*Aim*. Every entry below must appear again, exactly as written.

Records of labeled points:

○ ○ ○ ○

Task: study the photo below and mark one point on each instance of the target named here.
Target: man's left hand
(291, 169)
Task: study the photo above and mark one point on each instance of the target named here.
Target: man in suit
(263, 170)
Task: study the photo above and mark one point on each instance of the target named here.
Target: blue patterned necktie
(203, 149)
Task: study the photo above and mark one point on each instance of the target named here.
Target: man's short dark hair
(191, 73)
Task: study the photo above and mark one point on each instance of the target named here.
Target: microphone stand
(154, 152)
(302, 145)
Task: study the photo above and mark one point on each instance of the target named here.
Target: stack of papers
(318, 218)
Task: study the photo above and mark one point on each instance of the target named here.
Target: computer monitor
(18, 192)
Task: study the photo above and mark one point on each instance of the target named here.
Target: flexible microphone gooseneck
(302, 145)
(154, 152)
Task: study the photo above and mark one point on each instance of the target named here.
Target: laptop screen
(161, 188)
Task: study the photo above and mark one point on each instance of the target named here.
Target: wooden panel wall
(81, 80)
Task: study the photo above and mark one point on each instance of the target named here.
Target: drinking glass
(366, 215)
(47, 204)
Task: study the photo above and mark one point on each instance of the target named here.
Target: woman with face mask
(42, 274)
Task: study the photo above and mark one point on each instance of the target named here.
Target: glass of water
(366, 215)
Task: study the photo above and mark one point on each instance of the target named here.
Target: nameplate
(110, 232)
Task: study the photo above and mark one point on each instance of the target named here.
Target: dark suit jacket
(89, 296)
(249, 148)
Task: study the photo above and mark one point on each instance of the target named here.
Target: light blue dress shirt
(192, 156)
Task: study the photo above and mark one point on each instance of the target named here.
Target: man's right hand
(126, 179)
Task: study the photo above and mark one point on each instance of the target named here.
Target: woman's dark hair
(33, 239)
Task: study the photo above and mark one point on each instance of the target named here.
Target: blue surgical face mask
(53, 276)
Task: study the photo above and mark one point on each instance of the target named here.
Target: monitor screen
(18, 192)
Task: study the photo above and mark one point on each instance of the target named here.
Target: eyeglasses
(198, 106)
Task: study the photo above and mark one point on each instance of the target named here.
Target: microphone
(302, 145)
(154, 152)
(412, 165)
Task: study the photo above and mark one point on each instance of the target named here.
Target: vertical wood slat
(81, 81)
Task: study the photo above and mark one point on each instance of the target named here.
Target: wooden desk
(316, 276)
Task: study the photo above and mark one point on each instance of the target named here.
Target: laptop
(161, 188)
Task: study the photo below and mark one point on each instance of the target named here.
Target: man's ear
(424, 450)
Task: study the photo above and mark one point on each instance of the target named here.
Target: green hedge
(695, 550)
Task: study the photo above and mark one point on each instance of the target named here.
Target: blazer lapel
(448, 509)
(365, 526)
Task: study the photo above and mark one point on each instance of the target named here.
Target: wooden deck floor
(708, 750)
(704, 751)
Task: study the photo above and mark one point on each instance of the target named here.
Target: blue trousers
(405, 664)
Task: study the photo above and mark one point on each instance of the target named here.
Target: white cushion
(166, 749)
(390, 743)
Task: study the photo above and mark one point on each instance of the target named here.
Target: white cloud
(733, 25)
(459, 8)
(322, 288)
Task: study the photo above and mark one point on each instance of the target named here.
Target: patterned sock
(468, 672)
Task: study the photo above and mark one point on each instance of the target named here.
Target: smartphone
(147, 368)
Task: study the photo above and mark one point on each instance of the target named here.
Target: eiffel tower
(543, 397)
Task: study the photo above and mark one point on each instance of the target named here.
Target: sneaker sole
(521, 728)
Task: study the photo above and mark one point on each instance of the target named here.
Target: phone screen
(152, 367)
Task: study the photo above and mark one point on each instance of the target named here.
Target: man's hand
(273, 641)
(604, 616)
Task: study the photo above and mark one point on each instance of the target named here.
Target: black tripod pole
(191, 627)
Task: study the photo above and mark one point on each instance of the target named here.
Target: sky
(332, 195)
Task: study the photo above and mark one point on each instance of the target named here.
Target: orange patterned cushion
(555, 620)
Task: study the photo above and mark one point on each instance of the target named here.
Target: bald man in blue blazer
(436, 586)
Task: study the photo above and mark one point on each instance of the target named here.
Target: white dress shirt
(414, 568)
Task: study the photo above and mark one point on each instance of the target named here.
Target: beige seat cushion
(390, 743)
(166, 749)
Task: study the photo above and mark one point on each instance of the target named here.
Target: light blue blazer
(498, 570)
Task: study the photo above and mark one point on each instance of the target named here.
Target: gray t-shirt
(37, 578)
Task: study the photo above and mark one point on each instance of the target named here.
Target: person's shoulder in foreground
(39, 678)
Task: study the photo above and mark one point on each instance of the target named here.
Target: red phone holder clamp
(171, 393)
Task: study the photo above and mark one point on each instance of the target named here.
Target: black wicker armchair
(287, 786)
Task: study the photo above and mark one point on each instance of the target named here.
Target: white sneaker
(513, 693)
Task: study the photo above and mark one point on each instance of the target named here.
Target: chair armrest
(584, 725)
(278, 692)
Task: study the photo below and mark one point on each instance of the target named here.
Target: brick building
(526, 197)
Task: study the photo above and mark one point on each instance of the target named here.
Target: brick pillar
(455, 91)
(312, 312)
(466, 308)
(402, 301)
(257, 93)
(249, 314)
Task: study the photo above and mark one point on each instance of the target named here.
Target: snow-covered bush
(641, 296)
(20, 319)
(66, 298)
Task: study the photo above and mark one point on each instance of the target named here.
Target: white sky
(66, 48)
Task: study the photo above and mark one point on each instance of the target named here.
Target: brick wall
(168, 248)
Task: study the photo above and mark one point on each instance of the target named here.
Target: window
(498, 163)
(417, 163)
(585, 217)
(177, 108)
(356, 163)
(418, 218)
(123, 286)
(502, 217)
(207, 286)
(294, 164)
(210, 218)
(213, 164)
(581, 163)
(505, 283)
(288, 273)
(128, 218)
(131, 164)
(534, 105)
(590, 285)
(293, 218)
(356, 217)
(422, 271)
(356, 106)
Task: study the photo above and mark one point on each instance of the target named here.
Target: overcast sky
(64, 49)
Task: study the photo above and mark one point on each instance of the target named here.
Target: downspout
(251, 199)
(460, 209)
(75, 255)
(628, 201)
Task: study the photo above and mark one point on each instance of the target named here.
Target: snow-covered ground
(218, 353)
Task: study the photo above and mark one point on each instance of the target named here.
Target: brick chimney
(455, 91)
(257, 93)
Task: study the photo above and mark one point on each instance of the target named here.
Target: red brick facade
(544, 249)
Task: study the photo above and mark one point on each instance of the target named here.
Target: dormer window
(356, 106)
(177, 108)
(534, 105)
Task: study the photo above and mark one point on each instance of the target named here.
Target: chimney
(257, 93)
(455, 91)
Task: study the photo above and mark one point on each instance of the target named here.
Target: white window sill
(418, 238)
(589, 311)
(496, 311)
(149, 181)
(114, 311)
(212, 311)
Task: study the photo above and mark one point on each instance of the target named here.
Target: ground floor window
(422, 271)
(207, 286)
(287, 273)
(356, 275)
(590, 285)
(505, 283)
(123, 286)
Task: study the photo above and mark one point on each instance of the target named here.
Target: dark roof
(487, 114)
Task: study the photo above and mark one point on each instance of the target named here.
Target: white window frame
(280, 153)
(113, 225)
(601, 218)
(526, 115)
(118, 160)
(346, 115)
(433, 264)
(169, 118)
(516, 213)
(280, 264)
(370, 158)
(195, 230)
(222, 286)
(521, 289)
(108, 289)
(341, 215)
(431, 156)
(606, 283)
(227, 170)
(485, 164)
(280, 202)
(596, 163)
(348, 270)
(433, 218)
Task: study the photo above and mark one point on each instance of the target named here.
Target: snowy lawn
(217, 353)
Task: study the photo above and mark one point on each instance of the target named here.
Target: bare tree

○ ○ ○ ○

*Written reply*.
Task: study the photo below and mark one point on each instance of the target named here.
Target: man's left hand
(291, 169)
Task: study the photo above and mark one point on each instance of the target named here.
Target: man in suit
(263, 170)
Task: study the photo above and mark one point on each instance of the target named here.
Target: blue patterned necktie
(203, 149)
Task: study the photo above and mark one point on each instance of the target named here.
Target: man's short dark hair
(191, 73)
Task: study the photo above and mark one point on each instance of the target named here.
Target: microphone stand
(154, 152)
(302, 145)
Task: study the photo above and mark one point on each instance of the target named here.
Target: stack of papers
(318, 218)
Task: study the photo above and mark one point on each instance of the target named here.
Target: computer monitor
(18, 192)
Task: study the photo above and mark one point on each instance of the target named here.
Target: flexible microphone gooseneck
(302, 145)
(154, 152)
Task: study the photo above and mark one point on each instance of the target named here.
Target: laptop screen
(161, 188)
Task: study the photo above and mark one point on each instance of the target named here.
Target: wooden panel wall
(81, 80)
Task: study the photo above and mark one point on each instance of the target named here.
Target: drinking glass
(366, 215)
(47, 204)
Task: study the photo above and mark one point on each instance of the target named here.
Target: woman with face mask
(42, 274)
Task: study the photo above and mark one point on each instance of the target named here.
Target: glass of water
(366, 215)
Task: study the photo above and mark one point on each instance of the target named here.
Target: nameplate
(110, 232)
Task: study the photo above and mark one point on each instance of the target named here.
Target: dark suit jacket
(89, 296)
(249, 148)
Task: study the photo above and mark one point on each instance of the target named here.
Target: light blue dress shirt
(192, 156)
Task: study the photo above and mark one point on each instance of the target named here.
Target: man's right hand
(126, 179)
Task: study the photo above and mark one point on each instance of the target named here.
Target: woman's dark hair
(33, 239)
Task: study the photo above and mark one point on each instance of the target named here.
Target: blue surgical face mask
(53, 276)
Task: study the photo above and mark one point on each instance of the target named here.
Target: monitor screen
(18, 192)
Task: study the photo above and mark one point on each instance of the target named here.
Target: eyeglasses
(198, 106)
Task: study the photo above and mark one point on each instance of the target named here.
Target: microphone
(302, 145)
(154, 152)
(412, 165)
Task: study the photo above and mark one point on each instance of the target named here.
Target: vertical wood slat
(81, 81)
Task: study the photo above and mark one point on each instance of the target named here.
Target: wooden desk
(316, 276)
Task: study the photo above and mark one point on each instance of the target named here.
Target: laptop
(161, 188)
Task: study the photo below and mark one point on each instance of the target named here.
Target: man's ear
(424, 450)
Task: study the photo above and mark one point on each instance of the target named here.
Target: green hedge
(695, 550)
Task: study the photo above and mark one point on each instance of the target named here.
Target: blazer lapel
(448, 509)
(365, 526)
Task: study the photo above and mark one point on each instance of the target named here.
Target: wooden deck floor
(708, 750)
(704, 751)
Task: study the photo above and mark one point on each instance of the target named here.
Target: blue trousers
(405, 664)
Task: study the photo above and mark one point on each instance of the target named here.
Target: white cushion
(166, 749)
(390, 743)
Task: study the photo above and mark one point on each instance of the target named here.
Target: white cloud
(733, 25)
(459, 8)
(322, 288)
Task: study the photo above and mark one point on each instance of the target named here.
Target: patterned sock
(468, 672)
Task: study the photo above and mark one point on each instance of the target named here.
Target: smartphone
(147, 368)
Task: study the photo above and mark one point on each instance of the target named here.
Target: eiffel tower
(543, 397)
Task: study the photo above and mark one point on each instance of the target named here.
Target: sneaker sole
(521, 728)
Task: study the photo above and mark one point on each instance of the target named here.
Target: phone screen
(152, 367)
Task: study the photo above and mark one point on each instance of the target named here.
Target: man's hand
(273, 641)
(604, 616)
Task: study the photo above and mark one point on each instance of the target named here.
Target: black tripod pole
(191, 627)
Task: study the photo above and mark one point on each instance of the target named here.
Target: sky
(332, 195)
Task: study the photo above and mark one point on each instance of the target named here.
Target: orange patterned cushion
(555, 620)
Task: study the photo above and mark one point on each instance of the target named here.
Target: bald man in blue blazer
(436, 586)
Task: study the photo above and mark one point on each instance of the target named here.
Target: white dress shirt
(414, 568)
Task: study the photo above and mark one point on each instance of the target named here.
Target: beige seat cushion
(390, 743)
(166, 749)
Task: study the photo above and mark one point on each instance of the target named here.
Target: light blue blazer
(498, 570)
Task: study the photo above and mark one point on each instance of the target named here.
Target: gray t-shirt
(37, 578)
Task: study the photo above and mark one point on each instance of the target named here.
Target: person's shoulder in foreground
(39, 678)
Task: study the photo above and mark one point on each instance of the target named here.
Target: red phone holder clamp
(171, 393)
Task: study the photo above and mark one point on each instance of the target named here.
Target: black wicker armchair
(287, 786)
Task: study the photo above and mark one point on each instance of the target named here.
Target: white sneaker
(513, 693)
Task: study the photo above and mark one point on each instance of the target named here.
Target: chair armrest
(584, 725)
(278, 692)
Task: study the photo below and mark one point on each instance of the target named here.
Target: brick building
(526, 197)
Task: study the photo above and mark one point on each instance of the target named here.
Target: brick pillar
(455, 91)
(312, 312)
(466, 308)
(402, 301)
(257, 93)
(249, 314)
Task: study the photo above and mark one point on each instance of the target named here.
Target: snow-covered bush
(641, 296)
(20, 319)
(66, 298)
Task: study the photo above and mark one point on each instance of the target named here.
Target: white sky
(66, 48)
Task: study the photo above and mark one point on each instance of the target named here.
Target: brick wall
(168, 248)
Task: study the photo above and mark one point on each instance of the target named here.
Target: window
(498, 163)
(417, 163)
(585, 217)
(177, 108)
(356, 163)
(418, 218)
(123, 286)
(502, 217)
(207, 286)
(294, 164)
(210, 218)
(213, 164)
(581, 163)
(505, 283)
(288, 273)
(128, 218)
(131, 164)
(534, 105)
(590, 285)
(293, 218)
(356, 217)
(422, 271)
(356, 106)
Task: study the photo above and mark one point on each instance of the target named here.
Target: overcast sky
(64, 49)
Task: study the photo above and mark one point on each instance of the target named here.
Target: downspout
(251, 199)
(460, 209)
(75, 255)
(628, 201)
Task: study the photo above and mark one point on each instance of the target named here.
Target: snow-covered ground
(218, 353)
Task: study the photo above and mark one point on each instance of the target named here.
Target: brick chimney
(455, 91)
(257, 93)
Task: study the photo above and mark one point on each instance of the target named here.
Target: red brick facade
(544, 249)
Task: study the photo above and mark one point on each instance of the target named here.
Target: dormer window
(356, 106)
(177, 108)
(534, 105)
Task: study the photo above and mark one point on each instance of the target named here.
Target: chimney
(257, 93)
(455, 91)
Task: study the photo above and mark one point on each instance of the target named here.
Target: white window sill
(418, 238)
(589, 311)
(496, 311)
(149, 181)
(114, 311)
(212, 311)
Task: study the photo above and mark one point on each instance of the target named here.
Target: ground floor window
(422, 271)
(207, 286)
(287, 273)
(356, 275)
(590, 285)
(505, 283)
(123, 286)
Task: study the photo above and mark one point on each instance of the target named here.
Target: dark roof
(487, 114)
Task: study the photo above and mark one point on each instance of the target named here.
Target: white window frame
(280, 153)
(113, 225)
(601, 218)
(526, 115)
(118, 160)
(346, 115)
(433, 264)
(169, 118)
(516, 213)
(280, 264)
(370, 158)
(195, 230)
(222, 286)
(521, 289)
(108, 289)
(341, 215)
(431, 156)
(606, 283)
(227, 170)
(485, 164)
(280, 202)
(596, 163)
(348, 270)
(433, 218)
Task: study the photo above and mark one point on each instance of the target named here.
Target: snowy lawn
(217, 353)
Task: study the photo above and mark one point on each instance of the target named here.
Target: bare tree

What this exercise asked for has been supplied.